DOCUMENT SEGMENT:
* Begin *

Defunct provincial electoral district
- Legislature: Legislative Assembly of Alberta
- District created: 2010
- District abolished: 2017
- First contested: 2012
- Last contested: 2015

= Spruce Grove-St. Albert =

Defunct provincial electoral district in Alberta, Canada

Spruce Grove-St. Albert was a provincial electoral district in Alberta, Canada, mandated to return a single member to the Legislative Assembly of Alberta under the first past the post voting system from 2012 to 2019.

==History==
The electoral district was created in the 2010 electoral boundary re-distribution from the electoral old district of Spruce Grove-Sturgeon-St. Albert. A large portion of land was moved into Barrhead-Morinville-Westlock that was north of Township Road 552 and Alexander First Nation as well as land lying east of the Reserve.

===Boundary history===

79 Spruce Grove-St. Albert 2010 boundaries
Bordering districts
| North | East | West | South |
| Barrhead-Morinville-Westlock | Edmonton-Calder, Edmonton-Meadowlark and St. Albert | Whitecourt-Ste. Anne | Stony Plain |
Note: Boundary descriptions were not used in the 2010 redistribution.

* End *

MATERIAL:

* Begin *

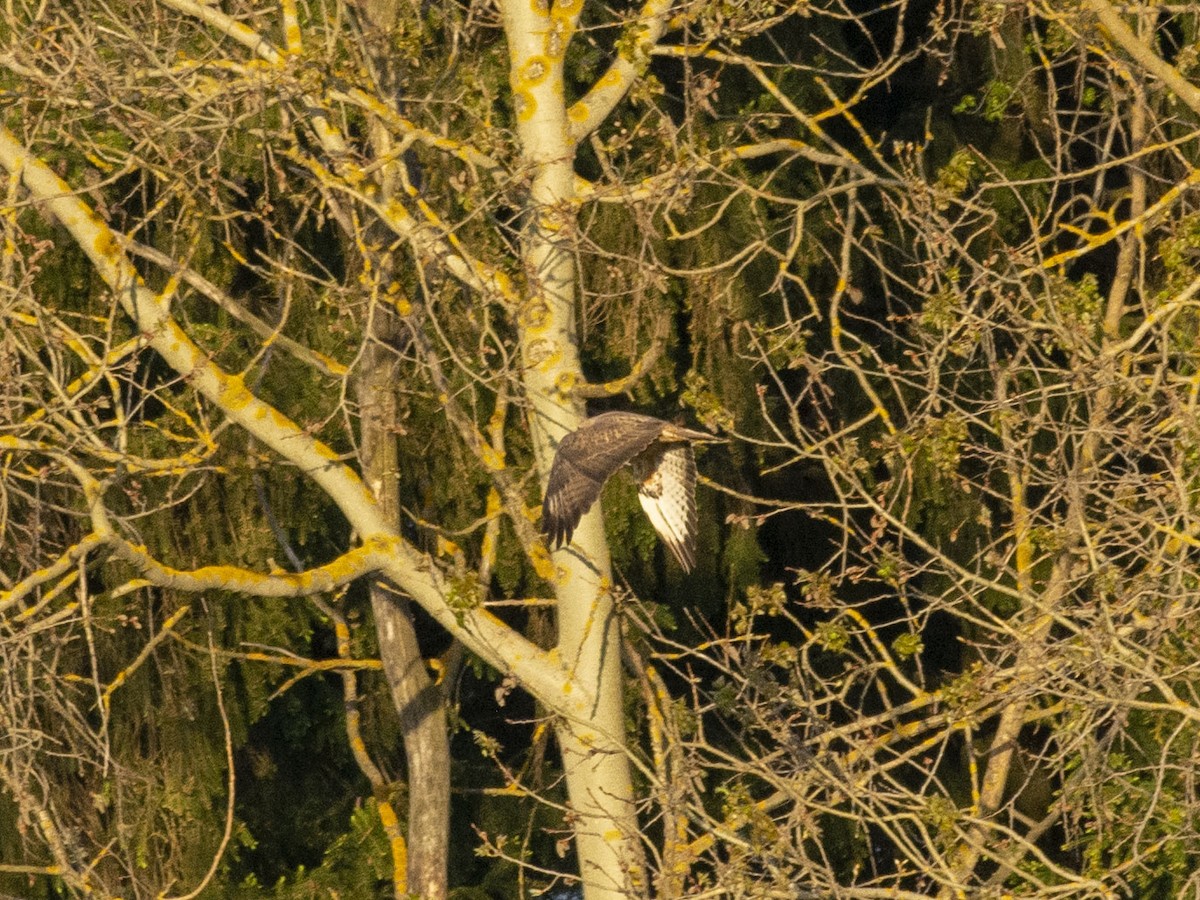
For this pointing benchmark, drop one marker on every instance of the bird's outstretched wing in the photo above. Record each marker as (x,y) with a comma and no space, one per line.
(666,489)
(583,462)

* End *

TASKS TO PERFORM:
A. Answer these from the Spruce Grove-St. Albert excerpt, one line per answer:
(i) To which legislature did the district return a member?
(ii) What older district was it created from in the 2010 re-distribution?
(iii) Which district bordered it on the south?
B. Which districts does the Spruce Grove-St. Albert excerpt name as bordering districts? List all of them.
C. Carry the Spruce Grove-St. Albert excerpt forward from its last line.

RESPONSES BY TASK:
A.
(i) The Legislative Assembly of Alberta
(ii) Spruce Grove-Sturgeon-St. Albert
(iii) Stony Plain

B.
Barrhead-Morinville-Westlock
Edmonton-Calder
Edmonton-Meadowlark
St. Albert
Whitecourt-Ste. Anne
Stony Plain

C.
===Representation history===

Members of the Legislative Assembly for Spruce Grove-St. Albert
| Assembly | Years | Member |  | Party |
See Spruce Grove-Sturgeon-St. Albert 1993-2012
| 28th | 2012–2015 |  | Doug Horner | Progressive Conservative |
| 29th | 2015–2019 |  | Trevor Horne | New Democratic |
See Spruce Grove-Stony Plain, Lac Ste. Anne-Parkland and St. Albert 2019-

==Legislative election results==

===2012===

v; t; e; 2012 Alberta general election
| Party | Candidate | Votes | % | ±% |
|  | Progressive Conservative | Doug Horner | 10,812 | 54.88% | – |
|  | Wildrose | Travis Hughes | 5,354 | 27.17% | – |
|  | New Democratic | Juliette J. Trudeau | 1,779 | 9.03% | – |
|  | Liberal | Chris Austin | 1,757 | 8.92% | – |
| Total |  |  | 19,702 | – | – |
| Rejected, spoiled and declined |  |  | 81 | – | – |
| Eligible electors / turnout |  |  | 35,073 | 56.41% | – |
|  | Progressive Conservative pickup new district. |  |  |  |  |  |  |
Source(s) Source: "Elections Alberta 2012 General Election". Elections Alberta. Retrieved May 21, 2020.

===2015===

v; t; e; 2015 Alberta general election
| Party | Candidate | Votes | % | ±% |
|  | New Democratic | Trevor Horne | 11,546 | 46.55% | 37.52% |
|  | Progressive Conservative | Rus Matichuk | 6,362 | 25.65% | -29.23% |
|  | Wildrose | Jaye Walter | 4,631 | 18.67% | -8.51% |
|  | Alberta Party | Gary Hanna | 1,081 | 4.36% | – |
|  | Liberal | Reg Lukasik | 916 | 3.69% | -5.23% |
|  | Green | Brendon Greene | 269 | 1.08% | – |
| Total |  |  | 24,805 | – | – |
| Rejected, spoiled and declined |  |  | 44 | – | – |
| Eligible electors / turnout |  |  | 46,603 | 53.32% | -3.08% |
|  | New Democratic gain from Progressive Conservative |  | Swing |  | -3.40% |
Source(s) Source: "Spruce Grove-St. Albert 2015 General Election Results". Elections Alberta. Retrieved May 21, 2020.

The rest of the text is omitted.